The required output is the line with "Target: fluorescent light fixture" through the final line of the entries, each one exactly as it stands.

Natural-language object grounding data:
********************
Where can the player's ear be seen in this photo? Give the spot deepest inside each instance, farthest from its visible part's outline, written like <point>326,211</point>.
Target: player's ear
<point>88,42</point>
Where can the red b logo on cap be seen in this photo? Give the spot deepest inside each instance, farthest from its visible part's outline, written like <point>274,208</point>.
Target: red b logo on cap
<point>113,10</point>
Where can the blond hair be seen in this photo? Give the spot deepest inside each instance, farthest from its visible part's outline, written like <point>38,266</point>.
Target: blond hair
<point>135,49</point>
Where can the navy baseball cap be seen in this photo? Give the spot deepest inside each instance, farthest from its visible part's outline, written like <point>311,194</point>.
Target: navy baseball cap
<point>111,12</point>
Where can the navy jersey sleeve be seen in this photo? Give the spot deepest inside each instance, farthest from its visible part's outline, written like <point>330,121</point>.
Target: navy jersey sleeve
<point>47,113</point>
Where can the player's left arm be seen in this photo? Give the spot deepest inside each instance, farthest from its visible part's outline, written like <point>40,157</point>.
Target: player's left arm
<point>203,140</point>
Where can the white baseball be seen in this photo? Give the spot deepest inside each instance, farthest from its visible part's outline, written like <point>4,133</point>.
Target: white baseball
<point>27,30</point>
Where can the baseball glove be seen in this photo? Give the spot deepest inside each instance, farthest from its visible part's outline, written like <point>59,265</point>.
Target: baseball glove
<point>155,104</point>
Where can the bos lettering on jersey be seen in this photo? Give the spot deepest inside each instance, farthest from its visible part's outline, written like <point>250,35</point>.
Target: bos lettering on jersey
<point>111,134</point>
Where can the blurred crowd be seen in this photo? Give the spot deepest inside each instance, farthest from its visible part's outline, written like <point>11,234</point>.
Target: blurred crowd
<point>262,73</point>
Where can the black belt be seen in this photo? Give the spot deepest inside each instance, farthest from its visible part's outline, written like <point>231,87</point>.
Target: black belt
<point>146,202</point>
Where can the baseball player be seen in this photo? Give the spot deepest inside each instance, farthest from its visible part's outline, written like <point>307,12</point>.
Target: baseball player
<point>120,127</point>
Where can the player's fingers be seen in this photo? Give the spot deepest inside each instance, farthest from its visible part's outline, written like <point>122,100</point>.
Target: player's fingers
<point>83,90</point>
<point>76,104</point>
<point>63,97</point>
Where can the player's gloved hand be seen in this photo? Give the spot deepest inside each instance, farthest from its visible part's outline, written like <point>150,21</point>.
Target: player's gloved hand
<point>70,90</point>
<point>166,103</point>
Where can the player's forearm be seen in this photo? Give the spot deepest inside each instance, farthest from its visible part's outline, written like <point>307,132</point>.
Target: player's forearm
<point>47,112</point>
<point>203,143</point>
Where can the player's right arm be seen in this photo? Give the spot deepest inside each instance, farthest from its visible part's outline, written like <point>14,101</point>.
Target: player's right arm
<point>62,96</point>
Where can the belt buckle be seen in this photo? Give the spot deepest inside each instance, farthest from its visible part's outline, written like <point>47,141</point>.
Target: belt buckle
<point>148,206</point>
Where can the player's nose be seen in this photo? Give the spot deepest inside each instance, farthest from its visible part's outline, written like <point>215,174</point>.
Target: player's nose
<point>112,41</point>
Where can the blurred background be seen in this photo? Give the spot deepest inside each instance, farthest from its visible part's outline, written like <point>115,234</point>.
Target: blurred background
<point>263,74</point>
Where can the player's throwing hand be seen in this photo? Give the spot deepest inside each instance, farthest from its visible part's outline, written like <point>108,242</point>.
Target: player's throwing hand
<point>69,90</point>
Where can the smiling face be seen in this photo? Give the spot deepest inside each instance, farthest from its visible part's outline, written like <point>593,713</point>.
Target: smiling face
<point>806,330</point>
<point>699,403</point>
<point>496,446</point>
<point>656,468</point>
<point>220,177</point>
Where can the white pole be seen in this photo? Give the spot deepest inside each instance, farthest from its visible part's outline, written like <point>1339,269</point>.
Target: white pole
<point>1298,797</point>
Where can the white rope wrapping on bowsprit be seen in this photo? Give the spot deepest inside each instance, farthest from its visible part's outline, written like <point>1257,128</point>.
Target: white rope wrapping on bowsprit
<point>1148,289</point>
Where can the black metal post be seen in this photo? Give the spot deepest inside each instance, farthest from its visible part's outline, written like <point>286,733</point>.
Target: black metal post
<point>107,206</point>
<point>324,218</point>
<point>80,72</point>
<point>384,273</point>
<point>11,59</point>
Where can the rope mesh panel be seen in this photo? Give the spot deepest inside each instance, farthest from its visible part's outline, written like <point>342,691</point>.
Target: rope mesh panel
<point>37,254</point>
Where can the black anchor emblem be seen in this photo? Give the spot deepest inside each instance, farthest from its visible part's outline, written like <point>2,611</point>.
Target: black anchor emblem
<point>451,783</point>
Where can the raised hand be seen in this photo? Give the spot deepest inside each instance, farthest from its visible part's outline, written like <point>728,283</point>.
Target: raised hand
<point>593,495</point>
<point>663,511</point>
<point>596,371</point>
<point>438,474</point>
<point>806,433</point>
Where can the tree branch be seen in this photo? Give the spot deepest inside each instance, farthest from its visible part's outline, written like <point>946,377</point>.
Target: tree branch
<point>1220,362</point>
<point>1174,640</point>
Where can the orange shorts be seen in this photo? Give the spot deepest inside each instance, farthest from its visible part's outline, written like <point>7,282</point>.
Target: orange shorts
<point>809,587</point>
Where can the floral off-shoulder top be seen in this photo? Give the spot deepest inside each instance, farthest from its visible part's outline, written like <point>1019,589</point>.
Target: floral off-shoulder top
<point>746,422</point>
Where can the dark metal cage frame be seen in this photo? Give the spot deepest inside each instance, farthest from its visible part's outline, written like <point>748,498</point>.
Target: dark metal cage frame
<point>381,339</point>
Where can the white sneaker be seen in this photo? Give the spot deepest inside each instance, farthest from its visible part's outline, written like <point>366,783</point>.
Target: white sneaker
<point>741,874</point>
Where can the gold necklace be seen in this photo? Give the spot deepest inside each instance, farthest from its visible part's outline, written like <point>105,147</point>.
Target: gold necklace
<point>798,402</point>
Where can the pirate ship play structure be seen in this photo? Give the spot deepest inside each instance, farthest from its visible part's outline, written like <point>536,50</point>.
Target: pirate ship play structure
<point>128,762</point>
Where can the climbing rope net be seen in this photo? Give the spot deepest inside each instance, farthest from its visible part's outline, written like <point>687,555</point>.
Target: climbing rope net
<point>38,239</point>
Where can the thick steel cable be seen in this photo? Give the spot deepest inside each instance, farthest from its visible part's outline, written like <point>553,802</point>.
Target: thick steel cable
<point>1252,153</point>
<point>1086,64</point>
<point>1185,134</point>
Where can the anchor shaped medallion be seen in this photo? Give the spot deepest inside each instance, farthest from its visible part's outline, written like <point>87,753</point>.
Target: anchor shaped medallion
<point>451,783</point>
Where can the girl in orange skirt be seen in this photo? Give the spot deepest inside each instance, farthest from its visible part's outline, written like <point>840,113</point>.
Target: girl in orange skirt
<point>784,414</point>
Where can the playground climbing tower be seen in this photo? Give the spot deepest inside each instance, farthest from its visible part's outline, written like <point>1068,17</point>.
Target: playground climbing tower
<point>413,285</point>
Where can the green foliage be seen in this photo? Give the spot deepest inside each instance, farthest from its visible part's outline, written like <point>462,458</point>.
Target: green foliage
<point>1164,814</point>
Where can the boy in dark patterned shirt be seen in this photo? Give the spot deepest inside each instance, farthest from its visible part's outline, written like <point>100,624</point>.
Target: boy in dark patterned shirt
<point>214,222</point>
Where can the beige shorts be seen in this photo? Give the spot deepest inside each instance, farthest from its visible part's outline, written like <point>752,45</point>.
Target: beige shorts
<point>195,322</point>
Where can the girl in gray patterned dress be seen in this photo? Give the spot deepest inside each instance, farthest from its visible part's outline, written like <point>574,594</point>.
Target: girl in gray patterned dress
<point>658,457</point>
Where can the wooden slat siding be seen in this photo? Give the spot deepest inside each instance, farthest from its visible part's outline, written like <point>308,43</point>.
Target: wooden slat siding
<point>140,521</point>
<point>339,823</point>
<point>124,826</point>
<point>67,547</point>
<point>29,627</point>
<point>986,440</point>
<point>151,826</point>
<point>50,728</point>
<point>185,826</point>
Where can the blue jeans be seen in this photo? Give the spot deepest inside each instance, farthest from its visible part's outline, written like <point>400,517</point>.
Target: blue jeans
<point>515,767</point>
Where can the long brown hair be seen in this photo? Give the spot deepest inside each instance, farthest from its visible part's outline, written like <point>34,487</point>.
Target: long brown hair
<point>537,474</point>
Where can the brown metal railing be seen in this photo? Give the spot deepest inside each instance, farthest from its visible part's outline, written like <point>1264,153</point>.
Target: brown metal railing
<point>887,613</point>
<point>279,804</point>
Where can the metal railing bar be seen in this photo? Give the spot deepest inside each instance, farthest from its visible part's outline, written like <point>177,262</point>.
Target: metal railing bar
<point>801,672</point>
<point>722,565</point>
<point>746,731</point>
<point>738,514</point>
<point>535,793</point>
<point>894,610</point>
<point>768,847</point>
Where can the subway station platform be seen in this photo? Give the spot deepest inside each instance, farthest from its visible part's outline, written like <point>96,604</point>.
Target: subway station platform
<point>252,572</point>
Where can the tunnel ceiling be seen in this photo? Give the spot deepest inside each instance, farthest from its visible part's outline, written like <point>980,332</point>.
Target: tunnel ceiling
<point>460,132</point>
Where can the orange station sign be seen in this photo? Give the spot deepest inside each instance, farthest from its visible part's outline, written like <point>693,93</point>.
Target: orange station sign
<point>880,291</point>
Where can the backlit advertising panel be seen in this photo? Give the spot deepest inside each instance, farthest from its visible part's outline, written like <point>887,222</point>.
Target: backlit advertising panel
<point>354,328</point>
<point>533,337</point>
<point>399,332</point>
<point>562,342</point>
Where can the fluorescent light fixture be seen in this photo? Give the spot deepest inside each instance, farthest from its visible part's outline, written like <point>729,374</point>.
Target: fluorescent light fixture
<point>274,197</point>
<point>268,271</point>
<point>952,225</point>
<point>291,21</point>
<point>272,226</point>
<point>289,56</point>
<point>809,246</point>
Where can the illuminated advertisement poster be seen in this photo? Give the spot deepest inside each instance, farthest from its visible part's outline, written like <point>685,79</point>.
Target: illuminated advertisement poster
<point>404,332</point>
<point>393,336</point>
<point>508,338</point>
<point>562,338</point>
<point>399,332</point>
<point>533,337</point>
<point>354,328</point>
********************
**TASK OUTPUT:**
Target: fluorescent light fixture
<point>274,197</point>
<point>268,271</point>
<point>952,225</point>
<point>291,21</point>
<point>272,226</point>
<point>289,56</point>
<point>809,246</point>
Where can the illuminated advertisement poster be seen in this photo? Give the spot deepest inside each instance, farthest from its visible part's outline, written like <point>685,79</point>.
Target: illuminated advertisement poster
<point>404,332</point>
<point>393,336</point>
<point>508,338</point>
<point>562,338</point>
<point>399,332</point>
<point>533,337</point>
<point>354,328</point>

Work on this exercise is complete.